→ SOURCE DOCUMENT:
Alice Neville – driving force for change

A perceptive Worthing Gazette reporter wrote in 1912: “It would be a bold man indeed who would attempt to place any limitations on woman’s ambitions.” He was writing about Alice Hilda Neville, whose incredible life is described below, but it could equally apply to each one recalled in these memories of the indomitable women of Worthing. 

PORTRAIT OF AN EDWARDIAN LADY: Alice Hilda Neville demurely conceals a woman ahead of her time

ALICE NEVILLE appeared to be a typical middle-class Edwardian lady. Not quite as slim or elegant as some who graced the pages of the society magazines in 1912, but she was no doubt considered a worthy “catch” by numerous local males.
     In fact, Alice had very different plans. So different that the same Gazette reporter was later to comment: “We have in our midst a young lady who exhibits in a marked degree a fine spirit of adaptability and courage in a branch of business activity to which comparatively few ladies have yet applied themselves. For this, Miss Neville is worthy of the highest commendation.”
     from the outset, Alice Neville displayed a desire for absolute independence in the way she earned a living. The new-fangled automobile fired her imagination and she quickly recognised its potential in a way few of her contemporaries had grasped.
     Without taking a single driving lesson, she travelled to Reading and bought herself a Rover car. After staying in that town for the weekend to acquaint herself with its capabilities, she drove the car all 60 miles home to Worthing – at which point she decided to get engineering experience by pulling the car to pieces and rebuilding it!
     This accomplished, she bought an early typewriter, taught herself how to use it, tapped out a thick sheaf of circulars and went into business as Worthing’s first woman chauffeur.
     Her infectious enthusiasm so impressed the clients that local runs turned into longer journeys, particularly when the Goodwood horseracing season arrived. 
     Goodwood proved to be an exceptionally busy time for Alice and her Rover. She was engaged daily to convey the racing correspondents of the Evening News and the Morning Post to and from their temporary headquarters at Worthing’s seafront Warnes Hotel.
     On the first two days, the weather was “distressingly wet” and numerous cars skidded all over the road. But by her skilful driving, Miss Neville and her passengers escaped any such alarming experience. 
     According to a contemporary witness, “when warned that it would be impossible to negotiate the big hill up to Goodwood racecourse in first gear, she took it easily in second”.

→ Stored items:
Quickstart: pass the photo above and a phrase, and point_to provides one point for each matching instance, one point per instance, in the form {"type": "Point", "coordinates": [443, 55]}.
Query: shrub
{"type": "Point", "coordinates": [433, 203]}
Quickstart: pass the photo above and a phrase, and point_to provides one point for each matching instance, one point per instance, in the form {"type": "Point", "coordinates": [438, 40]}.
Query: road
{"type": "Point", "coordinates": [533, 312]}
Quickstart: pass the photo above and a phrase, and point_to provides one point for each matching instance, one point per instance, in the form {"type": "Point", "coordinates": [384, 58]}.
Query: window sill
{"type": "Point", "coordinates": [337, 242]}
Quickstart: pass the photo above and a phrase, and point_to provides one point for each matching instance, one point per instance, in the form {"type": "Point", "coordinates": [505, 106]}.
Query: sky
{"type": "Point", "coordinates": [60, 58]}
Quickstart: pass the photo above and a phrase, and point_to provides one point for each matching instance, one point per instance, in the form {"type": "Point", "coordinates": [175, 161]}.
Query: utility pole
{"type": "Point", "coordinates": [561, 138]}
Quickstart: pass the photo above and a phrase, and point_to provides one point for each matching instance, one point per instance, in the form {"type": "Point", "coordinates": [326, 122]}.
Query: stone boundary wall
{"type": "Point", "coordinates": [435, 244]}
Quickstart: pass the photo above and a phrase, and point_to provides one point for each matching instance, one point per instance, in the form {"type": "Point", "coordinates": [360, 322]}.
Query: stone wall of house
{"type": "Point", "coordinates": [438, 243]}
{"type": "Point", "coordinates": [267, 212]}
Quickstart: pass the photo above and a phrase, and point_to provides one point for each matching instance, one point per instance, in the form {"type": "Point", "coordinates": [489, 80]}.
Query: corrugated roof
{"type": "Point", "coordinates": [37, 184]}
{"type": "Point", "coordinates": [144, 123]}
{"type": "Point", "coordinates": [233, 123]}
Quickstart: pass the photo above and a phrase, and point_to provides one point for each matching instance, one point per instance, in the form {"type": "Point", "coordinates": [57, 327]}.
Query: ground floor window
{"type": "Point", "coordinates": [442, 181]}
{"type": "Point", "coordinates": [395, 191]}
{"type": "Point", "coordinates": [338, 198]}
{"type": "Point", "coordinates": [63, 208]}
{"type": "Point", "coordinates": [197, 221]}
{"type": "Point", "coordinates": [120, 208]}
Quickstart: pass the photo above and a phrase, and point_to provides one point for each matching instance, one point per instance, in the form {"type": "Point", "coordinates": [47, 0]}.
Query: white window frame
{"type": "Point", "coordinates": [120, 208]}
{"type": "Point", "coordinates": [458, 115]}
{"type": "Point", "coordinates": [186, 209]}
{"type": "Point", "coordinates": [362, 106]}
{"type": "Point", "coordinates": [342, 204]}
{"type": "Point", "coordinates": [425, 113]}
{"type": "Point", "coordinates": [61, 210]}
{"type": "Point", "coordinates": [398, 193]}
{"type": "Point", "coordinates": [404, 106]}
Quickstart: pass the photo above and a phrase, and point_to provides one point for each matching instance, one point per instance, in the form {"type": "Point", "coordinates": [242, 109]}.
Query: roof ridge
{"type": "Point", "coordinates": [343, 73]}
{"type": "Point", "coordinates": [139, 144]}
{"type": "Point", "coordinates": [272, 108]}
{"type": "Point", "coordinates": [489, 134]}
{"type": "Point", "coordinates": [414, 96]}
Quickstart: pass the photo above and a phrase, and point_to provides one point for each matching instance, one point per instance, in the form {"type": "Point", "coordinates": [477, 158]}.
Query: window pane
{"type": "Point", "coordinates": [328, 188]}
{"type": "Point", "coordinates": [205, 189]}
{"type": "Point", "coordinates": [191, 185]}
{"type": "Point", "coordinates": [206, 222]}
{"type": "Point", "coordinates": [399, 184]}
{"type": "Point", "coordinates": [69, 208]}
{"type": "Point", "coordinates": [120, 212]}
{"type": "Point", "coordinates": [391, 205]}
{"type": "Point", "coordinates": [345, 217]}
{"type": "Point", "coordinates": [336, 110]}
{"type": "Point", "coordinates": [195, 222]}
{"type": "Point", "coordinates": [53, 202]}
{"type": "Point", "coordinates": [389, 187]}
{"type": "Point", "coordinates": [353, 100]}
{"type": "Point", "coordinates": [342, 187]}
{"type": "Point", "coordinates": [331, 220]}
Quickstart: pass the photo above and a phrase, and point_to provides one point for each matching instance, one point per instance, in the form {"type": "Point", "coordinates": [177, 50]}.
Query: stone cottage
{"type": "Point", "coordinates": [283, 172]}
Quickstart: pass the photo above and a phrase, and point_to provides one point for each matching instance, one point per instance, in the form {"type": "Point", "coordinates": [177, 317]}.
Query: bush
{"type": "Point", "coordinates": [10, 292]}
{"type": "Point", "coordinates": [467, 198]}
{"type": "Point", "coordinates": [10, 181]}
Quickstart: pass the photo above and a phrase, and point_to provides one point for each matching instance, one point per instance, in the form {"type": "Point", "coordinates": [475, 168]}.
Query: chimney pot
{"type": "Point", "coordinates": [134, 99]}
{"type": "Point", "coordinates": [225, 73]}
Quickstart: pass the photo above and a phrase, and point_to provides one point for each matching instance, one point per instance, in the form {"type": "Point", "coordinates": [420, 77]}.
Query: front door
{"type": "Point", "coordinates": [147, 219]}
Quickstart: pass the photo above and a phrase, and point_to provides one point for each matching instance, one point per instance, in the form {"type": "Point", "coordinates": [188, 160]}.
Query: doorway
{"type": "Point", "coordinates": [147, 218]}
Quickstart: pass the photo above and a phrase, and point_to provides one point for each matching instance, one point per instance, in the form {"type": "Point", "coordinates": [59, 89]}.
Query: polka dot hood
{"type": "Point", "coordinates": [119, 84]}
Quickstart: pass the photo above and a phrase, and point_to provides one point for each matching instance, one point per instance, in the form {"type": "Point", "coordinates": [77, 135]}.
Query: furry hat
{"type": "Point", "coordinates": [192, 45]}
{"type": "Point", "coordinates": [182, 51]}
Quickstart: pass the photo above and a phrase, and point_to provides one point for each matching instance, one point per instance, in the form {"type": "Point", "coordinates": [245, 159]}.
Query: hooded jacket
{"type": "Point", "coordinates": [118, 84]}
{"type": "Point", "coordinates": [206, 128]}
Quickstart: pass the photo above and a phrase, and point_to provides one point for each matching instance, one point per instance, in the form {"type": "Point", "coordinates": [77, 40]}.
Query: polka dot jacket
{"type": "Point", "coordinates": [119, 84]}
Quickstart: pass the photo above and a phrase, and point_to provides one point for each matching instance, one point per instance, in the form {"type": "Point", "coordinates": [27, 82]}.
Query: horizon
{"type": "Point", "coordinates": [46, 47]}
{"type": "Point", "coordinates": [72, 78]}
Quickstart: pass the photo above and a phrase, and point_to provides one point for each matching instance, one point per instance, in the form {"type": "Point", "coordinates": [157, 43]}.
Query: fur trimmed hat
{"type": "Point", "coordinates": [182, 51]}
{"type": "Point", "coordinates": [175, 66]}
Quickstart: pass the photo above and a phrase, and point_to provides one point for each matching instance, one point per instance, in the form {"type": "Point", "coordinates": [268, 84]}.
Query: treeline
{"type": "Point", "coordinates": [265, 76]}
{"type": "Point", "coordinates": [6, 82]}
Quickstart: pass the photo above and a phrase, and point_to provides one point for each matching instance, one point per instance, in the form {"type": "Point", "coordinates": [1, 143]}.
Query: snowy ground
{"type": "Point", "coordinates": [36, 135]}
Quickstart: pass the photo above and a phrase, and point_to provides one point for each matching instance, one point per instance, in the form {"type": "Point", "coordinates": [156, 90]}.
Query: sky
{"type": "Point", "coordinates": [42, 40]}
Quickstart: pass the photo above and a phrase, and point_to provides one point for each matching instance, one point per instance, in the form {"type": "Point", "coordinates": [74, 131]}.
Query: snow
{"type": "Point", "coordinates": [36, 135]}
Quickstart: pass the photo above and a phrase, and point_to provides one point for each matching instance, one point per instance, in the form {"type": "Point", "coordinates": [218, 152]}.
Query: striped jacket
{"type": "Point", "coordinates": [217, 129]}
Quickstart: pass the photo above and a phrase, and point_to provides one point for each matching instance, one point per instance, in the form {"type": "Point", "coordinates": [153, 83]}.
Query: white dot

→ TASK ITEM: In the article about Alice Neville, where did she buy her Rover car?

→ EXERCISE RESULT: In Reading.